- _Excerpted records_:
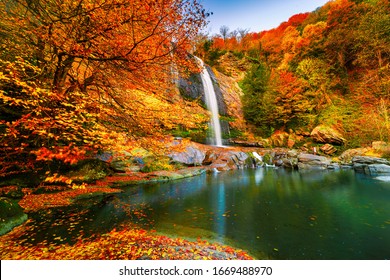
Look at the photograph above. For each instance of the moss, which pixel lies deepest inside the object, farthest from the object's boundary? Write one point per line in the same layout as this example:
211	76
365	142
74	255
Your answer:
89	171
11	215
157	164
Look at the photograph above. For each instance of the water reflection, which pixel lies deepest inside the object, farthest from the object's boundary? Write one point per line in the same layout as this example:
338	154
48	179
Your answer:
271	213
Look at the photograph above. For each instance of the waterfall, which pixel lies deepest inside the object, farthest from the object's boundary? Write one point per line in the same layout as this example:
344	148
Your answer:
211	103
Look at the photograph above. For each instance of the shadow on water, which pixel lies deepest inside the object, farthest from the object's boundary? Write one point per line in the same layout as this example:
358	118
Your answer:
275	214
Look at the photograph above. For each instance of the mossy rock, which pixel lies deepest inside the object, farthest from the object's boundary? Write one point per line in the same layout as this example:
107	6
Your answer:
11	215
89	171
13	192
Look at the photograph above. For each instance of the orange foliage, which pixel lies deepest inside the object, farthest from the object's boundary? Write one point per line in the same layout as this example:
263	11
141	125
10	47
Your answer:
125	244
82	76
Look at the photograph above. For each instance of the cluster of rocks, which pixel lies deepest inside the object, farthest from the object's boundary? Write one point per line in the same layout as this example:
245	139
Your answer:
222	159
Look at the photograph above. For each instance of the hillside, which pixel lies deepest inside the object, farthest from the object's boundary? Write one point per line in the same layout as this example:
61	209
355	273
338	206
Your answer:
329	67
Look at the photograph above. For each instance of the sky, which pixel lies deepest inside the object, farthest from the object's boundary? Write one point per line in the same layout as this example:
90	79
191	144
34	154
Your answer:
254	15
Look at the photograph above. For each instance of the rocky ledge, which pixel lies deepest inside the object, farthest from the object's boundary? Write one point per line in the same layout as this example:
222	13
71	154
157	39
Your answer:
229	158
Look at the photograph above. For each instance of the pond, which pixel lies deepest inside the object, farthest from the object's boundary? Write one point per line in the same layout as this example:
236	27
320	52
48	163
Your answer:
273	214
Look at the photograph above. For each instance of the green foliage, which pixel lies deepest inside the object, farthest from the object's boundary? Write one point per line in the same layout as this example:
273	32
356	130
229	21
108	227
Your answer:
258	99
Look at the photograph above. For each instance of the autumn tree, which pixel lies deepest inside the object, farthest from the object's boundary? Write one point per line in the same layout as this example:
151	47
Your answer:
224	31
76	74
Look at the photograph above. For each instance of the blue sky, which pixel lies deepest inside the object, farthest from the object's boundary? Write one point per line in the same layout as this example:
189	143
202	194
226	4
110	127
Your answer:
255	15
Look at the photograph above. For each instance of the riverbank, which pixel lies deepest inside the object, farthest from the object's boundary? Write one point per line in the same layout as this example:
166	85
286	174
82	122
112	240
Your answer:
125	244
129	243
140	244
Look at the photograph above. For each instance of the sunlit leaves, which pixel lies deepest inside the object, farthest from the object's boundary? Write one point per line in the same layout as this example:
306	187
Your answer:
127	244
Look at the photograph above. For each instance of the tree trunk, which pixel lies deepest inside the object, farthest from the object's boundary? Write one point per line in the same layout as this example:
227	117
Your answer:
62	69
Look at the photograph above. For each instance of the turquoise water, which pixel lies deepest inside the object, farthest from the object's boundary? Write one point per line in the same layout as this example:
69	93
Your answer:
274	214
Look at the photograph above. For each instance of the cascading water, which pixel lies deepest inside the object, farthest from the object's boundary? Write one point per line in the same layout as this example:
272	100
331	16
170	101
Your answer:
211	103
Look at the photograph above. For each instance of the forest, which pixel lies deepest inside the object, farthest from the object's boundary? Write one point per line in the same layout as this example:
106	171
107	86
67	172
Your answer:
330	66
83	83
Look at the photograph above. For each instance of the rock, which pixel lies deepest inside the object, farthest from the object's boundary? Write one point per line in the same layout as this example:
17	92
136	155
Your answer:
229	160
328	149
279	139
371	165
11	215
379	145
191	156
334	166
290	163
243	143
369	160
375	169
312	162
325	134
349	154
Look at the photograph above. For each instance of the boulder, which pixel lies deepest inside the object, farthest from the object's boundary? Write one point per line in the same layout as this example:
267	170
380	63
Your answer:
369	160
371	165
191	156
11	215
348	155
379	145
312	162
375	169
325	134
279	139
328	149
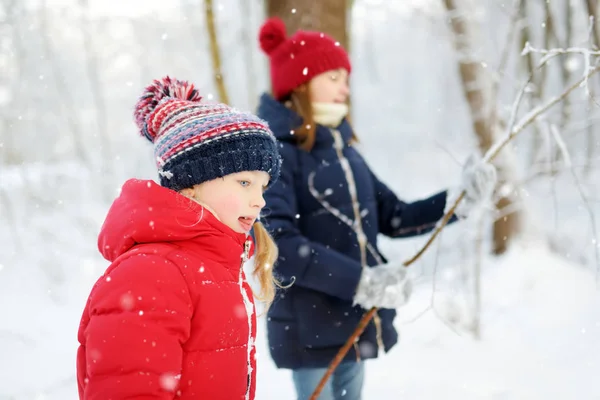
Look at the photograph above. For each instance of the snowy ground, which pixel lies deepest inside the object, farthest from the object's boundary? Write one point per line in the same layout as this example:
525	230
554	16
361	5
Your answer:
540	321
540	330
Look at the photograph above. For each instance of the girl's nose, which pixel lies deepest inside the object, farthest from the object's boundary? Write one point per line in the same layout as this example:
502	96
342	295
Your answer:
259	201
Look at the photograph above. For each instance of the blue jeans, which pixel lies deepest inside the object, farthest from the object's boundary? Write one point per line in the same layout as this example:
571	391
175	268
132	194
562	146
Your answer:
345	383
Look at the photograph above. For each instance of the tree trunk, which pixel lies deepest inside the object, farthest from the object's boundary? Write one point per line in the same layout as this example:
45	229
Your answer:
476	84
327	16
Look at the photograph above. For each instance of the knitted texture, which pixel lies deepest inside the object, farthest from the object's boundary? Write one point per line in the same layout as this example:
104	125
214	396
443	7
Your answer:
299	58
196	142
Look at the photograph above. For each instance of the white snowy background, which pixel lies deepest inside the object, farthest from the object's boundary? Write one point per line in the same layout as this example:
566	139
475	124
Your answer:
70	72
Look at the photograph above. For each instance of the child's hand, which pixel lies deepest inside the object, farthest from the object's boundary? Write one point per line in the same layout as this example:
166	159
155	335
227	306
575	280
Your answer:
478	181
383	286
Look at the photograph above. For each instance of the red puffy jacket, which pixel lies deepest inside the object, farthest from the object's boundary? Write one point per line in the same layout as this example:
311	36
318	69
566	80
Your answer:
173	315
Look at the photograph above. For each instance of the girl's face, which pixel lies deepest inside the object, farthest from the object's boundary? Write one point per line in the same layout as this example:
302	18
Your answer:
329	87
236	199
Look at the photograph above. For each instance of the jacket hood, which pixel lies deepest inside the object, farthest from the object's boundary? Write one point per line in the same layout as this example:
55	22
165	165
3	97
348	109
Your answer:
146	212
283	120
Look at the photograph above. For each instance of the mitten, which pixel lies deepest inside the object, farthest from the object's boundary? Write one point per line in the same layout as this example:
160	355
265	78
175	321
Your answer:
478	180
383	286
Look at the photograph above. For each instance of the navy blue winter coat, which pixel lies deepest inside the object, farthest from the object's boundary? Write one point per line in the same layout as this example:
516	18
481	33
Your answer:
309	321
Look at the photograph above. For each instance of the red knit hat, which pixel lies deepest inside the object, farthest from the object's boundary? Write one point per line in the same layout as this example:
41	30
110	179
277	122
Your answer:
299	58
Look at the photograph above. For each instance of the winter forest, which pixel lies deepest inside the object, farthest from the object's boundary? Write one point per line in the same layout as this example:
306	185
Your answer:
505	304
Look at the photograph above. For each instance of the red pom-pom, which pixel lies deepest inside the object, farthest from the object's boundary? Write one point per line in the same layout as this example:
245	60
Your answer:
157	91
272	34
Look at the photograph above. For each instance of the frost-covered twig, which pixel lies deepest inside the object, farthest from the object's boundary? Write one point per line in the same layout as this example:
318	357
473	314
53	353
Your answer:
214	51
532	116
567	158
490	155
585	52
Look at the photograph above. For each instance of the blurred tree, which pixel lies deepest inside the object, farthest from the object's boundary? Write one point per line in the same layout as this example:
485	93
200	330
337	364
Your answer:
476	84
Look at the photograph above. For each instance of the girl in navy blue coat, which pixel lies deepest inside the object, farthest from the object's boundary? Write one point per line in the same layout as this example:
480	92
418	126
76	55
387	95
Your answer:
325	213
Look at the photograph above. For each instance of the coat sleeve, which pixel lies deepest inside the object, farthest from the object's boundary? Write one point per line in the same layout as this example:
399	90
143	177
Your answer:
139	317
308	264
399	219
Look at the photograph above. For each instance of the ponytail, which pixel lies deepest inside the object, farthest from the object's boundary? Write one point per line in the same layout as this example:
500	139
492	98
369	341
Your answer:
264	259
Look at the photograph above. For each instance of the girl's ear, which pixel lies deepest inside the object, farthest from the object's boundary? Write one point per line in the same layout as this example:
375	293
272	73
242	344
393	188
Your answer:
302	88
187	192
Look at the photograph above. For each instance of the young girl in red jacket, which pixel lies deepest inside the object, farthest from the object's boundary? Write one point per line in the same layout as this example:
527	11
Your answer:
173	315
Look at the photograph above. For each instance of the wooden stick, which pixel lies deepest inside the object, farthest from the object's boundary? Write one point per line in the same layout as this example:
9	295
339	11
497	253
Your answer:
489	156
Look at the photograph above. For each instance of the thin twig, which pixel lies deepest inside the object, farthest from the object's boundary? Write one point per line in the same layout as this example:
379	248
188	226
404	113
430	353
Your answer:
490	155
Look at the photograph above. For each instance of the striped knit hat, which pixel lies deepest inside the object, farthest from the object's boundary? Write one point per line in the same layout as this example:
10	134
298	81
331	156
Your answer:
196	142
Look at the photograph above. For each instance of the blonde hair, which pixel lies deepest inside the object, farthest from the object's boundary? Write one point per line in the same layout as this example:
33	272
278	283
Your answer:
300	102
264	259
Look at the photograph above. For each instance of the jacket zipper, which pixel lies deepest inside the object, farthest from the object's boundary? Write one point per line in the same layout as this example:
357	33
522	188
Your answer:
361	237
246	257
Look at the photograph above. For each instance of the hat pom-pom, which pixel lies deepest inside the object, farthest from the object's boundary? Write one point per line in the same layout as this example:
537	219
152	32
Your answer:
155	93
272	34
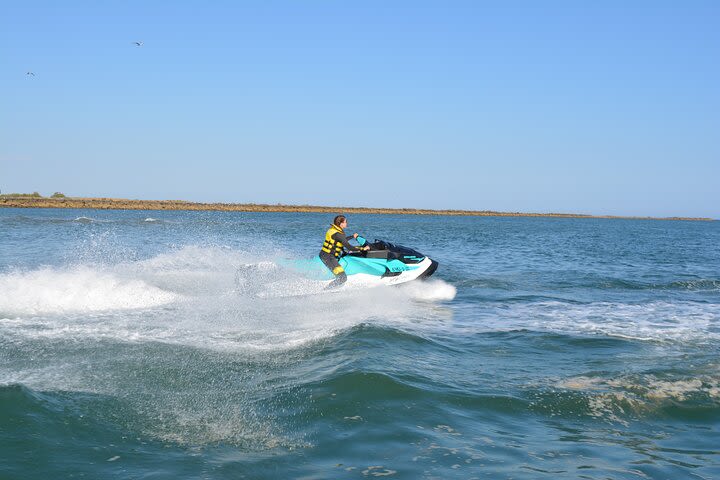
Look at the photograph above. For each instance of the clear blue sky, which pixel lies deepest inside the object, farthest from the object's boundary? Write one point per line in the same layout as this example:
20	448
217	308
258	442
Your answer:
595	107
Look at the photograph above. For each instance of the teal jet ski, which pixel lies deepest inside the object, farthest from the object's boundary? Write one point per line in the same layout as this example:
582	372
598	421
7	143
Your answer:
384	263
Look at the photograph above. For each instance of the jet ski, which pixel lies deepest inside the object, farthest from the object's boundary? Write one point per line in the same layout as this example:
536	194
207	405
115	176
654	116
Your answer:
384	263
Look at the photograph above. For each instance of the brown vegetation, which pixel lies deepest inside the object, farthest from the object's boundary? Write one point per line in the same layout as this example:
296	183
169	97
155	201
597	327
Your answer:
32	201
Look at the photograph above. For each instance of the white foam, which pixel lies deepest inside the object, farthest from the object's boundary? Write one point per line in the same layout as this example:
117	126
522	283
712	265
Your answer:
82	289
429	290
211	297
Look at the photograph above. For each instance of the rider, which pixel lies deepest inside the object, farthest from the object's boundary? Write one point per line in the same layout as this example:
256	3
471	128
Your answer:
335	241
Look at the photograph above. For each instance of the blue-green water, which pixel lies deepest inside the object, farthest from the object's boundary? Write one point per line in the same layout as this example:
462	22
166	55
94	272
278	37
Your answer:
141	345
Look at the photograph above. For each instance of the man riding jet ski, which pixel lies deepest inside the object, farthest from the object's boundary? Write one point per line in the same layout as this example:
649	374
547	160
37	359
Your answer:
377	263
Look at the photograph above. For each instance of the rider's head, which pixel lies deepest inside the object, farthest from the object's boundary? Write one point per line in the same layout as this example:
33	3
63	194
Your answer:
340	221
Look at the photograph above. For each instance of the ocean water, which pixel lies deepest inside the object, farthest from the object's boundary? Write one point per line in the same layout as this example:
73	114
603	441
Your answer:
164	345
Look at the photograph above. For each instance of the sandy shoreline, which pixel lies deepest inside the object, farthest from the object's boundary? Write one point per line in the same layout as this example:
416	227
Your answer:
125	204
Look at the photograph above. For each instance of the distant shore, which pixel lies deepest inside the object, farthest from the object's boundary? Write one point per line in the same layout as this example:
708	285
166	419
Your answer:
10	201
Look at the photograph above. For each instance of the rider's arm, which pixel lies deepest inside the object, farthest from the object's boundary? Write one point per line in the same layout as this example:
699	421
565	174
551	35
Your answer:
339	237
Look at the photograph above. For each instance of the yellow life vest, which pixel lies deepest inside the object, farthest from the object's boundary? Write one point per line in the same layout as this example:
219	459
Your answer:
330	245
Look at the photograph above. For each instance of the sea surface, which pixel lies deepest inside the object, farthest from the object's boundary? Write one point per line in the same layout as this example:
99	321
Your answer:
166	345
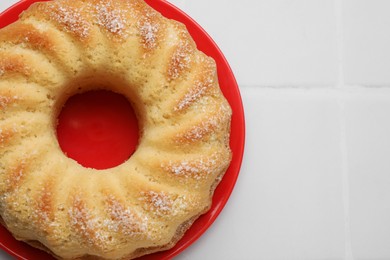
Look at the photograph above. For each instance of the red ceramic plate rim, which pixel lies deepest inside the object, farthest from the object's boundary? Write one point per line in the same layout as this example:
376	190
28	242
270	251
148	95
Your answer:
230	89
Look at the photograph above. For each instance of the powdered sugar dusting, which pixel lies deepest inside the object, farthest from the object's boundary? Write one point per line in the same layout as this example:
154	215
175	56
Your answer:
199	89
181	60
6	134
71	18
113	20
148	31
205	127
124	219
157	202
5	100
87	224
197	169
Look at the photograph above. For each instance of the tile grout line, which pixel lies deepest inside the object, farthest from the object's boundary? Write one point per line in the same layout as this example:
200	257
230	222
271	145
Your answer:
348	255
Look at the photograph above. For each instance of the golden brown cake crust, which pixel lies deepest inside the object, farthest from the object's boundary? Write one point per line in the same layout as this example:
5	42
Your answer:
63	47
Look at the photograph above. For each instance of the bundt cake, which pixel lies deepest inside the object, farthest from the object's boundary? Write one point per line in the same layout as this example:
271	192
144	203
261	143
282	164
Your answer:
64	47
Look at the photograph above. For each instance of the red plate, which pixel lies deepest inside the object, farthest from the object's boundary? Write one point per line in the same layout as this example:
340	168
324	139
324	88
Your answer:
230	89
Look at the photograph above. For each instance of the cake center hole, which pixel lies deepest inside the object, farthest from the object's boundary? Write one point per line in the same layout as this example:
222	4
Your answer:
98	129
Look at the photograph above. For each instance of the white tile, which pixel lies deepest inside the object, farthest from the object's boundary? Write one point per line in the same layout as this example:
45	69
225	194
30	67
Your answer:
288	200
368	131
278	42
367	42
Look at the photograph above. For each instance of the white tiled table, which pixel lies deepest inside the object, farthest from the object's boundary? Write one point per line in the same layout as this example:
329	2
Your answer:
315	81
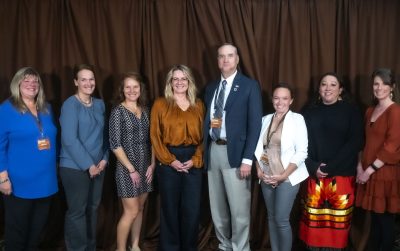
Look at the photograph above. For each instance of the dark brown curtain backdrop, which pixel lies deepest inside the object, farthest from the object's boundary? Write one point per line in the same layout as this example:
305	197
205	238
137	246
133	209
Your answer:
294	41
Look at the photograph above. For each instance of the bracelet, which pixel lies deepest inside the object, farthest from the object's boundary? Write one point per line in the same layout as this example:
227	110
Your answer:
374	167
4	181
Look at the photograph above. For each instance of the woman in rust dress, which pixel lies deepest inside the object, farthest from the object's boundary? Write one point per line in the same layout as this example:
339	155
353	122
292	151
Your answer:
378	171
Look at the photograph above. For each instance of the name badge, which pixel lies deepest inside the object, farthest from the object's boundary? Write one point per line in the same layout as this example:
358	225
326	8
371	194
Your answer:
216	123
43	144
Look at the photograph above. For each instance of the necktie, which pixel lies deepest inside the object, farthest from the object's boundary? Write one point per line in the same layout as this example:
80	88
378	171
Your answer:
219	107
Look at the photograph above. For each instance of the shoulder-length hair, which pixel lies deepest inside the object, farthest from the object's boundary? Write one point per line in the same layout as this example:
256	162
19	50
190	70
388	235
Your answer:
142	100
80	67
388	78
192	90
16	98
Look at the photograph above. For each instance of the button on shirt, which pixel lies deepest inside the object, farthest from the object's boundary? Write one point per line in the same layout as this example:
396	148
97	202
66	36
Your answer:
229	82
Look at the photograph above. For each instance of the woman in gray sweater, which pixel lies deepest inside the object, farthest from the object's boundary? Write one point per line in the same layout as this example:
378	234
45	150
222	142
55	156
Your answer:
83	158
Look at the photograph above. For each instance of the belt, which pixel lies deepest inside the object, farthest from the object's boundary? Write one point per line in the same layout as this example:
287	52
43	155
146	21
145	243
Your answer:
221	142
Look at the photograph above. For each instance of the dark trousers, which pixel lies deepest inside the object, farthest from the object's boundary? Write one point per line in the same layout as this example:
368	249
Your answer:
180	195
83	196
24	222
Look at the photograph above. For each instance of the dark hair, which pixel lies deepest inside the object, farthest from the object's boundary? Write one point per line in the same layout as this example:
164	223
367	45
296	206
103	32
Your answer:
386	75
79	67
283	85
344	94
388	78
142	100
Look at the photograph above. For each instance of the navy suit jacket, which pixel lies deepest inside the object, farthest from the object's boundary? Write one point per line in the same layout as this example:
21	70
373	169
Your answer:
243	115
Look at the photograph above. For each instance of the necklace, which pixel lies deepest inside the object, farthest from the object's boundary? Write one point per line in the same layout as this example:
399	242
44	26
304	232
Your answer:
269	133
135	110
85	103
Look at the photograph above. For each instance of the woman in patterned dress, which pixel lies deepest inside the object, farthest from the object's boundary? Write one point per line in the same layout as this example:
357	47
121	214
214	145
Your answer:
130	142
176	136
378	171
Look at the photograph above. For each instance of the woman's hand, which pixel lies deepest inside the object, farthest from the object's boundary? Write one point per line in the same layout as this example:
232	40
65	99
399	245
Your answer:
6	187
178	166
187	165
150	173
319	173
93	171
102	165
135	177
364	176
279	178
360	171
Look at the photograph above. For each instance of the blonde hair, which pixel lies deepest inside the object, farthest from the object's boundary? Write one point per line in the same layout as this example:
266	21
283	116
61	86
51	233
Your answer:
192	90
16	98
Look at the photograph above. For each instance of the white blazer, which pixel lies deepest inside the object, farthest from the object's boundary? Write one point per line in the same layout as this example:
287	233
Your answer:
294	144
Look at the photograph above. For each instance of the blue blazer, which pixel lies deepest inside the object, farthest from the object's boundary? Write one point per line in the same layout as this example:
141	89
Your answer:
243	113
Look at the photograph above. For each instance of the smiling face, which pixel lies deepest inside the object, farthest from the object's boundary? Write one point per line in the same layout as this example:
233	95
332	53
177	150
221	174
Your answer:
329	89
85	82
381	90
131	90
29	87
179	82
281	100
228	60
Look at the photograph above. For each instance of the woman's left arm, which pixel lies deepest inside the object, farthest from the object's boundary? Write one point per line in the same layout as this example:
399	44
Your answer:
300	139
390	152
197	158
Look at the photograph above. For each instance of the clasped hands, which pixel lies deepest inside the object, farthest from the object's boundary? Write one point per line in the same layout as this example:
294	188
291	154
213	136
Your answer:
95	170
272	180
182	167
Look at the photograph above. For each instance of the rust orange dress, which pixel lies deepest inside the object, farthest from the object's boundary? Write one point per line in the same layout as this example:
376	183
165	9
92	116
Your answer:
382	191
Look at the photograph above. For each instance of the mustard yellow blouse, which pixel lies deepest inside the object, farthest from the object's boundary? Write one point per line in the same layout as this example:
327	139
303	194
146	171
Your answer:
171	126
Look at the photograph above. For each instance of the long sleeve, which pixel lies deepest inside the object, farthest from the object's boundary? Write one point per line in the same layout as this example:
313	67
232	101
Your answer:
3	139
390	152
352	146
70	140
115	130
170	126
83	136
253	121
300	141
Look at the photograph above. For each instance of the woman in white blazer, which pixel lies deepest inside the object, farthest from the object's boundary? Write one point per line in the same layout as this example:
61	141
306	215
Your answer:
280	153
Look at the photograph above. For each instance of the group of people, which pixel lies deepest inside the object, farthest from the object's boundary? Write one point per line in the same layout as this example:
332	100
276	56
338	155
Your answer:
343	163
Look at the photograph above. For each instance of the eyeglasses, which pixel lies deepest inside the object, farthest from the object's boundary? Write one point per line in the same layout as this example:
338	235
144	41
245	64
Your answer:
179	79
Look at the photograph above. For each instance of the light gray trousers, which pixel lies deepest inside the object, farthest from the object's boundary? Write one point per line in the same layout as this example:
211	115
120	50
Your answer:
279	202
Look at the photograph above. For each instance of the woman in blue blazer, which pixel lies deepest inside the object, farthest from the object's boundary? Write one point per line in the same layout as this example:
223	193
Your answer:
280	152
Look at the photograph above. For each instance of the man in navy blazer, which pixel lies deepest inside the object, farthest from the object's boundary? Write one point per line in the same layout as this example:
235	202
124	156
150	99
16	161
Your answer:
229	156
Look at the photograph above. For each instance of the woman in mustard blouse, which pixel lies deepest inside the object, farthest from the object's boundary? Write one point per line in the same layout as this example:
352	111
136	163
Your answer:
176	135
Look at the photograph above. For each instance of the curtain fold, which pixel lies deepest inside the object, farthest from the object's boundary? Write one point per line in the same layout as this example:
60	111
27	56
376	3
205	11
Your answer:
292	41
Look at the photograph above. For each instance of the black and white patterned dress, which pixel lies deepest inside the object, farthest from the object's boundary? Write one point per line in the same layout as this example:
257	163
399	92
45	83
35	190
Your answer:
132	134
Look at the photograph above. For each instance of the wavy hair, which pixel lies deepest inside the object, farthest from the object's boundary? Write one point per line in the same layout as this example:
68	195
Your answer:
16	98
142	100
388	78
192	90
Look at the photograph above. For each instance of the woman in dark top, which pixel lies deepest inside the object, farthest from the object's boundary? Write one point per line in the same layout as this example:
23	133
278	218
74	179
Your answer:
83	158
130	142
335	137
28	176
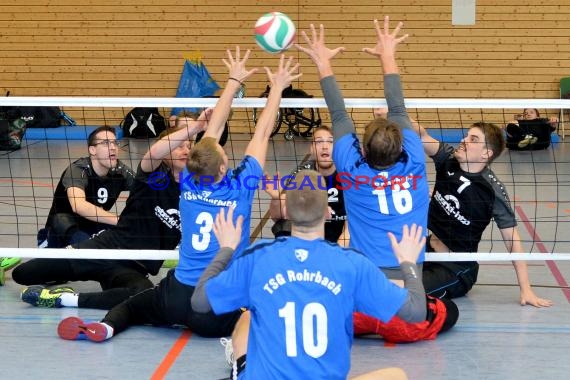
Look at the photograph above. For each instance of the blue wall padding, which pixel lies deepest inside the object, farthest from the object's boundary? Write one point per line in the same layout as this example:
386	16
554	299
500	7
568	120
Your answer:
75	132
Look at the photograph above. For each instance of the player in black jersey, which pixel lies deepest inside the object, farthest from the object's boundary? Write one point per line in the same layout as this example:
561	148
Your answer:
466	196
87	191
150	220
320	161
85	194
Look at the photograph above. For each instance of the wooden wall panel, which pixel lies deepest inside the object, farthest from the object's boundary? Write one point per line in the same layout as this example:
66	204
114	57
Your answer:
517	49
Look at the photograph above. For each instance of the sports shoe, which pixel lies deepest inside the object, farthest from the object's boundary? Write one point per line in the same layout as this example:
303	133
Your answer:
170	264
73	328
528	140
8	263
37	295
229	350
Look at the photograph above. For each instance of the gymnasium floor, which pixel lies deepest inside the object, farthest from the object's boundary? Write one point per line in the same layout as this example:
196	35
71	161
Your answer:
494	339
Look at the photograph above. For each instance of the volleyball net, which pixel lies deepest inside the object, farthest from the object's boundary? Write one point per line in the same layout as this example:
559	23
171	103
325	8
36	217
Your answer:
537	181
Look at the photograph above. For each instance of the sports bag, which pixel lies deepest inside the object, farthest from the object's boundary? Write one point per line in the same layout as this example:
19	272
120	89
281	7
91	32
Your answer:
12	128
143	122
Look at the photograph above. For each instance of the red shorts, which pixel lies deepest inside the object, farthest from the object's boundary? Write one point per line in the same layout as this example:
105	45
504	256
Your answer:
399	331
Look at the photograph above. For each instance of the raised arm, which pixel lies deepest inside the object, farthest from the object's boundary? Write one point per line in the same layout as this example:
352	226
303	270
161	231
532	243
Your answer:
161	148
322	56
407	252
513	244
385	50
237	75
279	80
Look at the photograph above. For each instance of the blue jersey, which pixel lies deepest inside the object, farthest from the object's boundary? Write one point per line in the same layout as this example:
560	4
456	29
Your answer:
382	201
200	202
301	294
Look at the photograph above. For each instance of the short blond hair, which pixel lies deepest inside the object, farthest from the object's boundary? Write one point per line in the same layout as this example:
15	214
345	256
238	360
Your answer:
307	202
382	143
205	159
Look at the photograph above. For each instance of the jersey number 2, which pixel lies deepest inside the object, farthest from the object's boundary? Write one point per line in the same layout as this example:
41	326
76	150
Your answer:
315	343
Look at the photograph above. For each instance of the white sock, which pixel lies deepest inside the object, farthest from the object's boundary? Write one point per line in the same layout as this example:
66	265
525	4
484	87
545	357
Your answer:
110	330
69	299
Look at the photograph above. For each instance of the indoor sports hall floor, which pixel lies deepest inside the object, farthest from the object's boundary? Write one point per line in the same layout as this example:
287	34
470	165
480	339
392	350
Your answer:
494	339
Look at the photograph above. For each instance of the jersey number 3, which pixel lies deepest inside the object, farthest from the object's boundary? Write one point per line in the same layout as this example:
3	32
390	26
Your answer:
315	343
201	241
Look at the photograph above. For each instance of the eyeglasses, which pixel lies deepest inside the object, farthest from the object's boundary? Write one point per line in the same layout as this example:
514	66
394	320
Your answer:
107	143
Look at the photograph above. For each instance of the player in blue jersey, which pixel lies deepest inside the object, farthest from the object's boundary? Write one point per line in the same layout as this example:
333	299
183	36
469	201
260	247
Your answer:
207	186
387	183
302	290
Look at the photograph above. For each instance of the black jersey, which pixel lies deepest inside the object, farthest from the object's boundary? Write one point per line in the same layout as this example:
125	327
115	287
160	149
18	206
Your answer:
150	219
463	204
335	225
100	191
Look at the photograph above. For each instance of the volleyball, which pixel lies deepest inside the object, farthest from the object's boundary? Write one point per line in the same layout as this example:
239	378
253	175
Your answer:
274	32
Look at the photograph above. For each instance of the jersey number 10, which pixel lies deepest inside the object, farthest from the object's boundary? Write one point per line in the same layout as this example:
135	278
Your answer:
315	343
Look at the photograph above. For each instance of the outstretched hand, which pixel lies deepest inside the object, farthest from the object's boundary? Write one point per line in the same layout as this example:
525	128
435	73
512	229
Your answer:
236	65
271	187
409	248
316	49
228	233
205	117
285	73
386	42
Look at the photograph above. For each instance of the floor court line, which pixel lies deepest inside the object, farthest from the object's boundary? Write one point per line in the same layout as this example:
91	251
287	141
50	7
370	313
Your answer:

- _Written request_: Copy out only the stretch of the records that opens with the line containing "number 10, which" and closes with the last line of the records, swapping "outstretched hand" for "raised hand" and leaving everything else as it stands.

- _Answer in full_:
Look at the photograph above. For each instance of the jersey number 10, which pixel lies deepest inside the object, farthest from the object's boundary? Write one point per line in the same layout as this example:
135	278
Your answer:
315	343
Look at the photograph above. For each instance of the raised hand, which pixel lies deepest inside the object, farthest from the object's boundary? Write one point per line in the same layout as this example:
525	128
435	73
512	229
Your answer:
236	65
271	187
409	248
316	49
228	233
205	117
285	73
386	42
Look at the photograph above. For each instance of the floor court line, which pixel lies deepest inside the object, farthest from the object's boundary? Write one point per line in the same layout as this example:
91	251
287	141
50	7
370	313
Your answer:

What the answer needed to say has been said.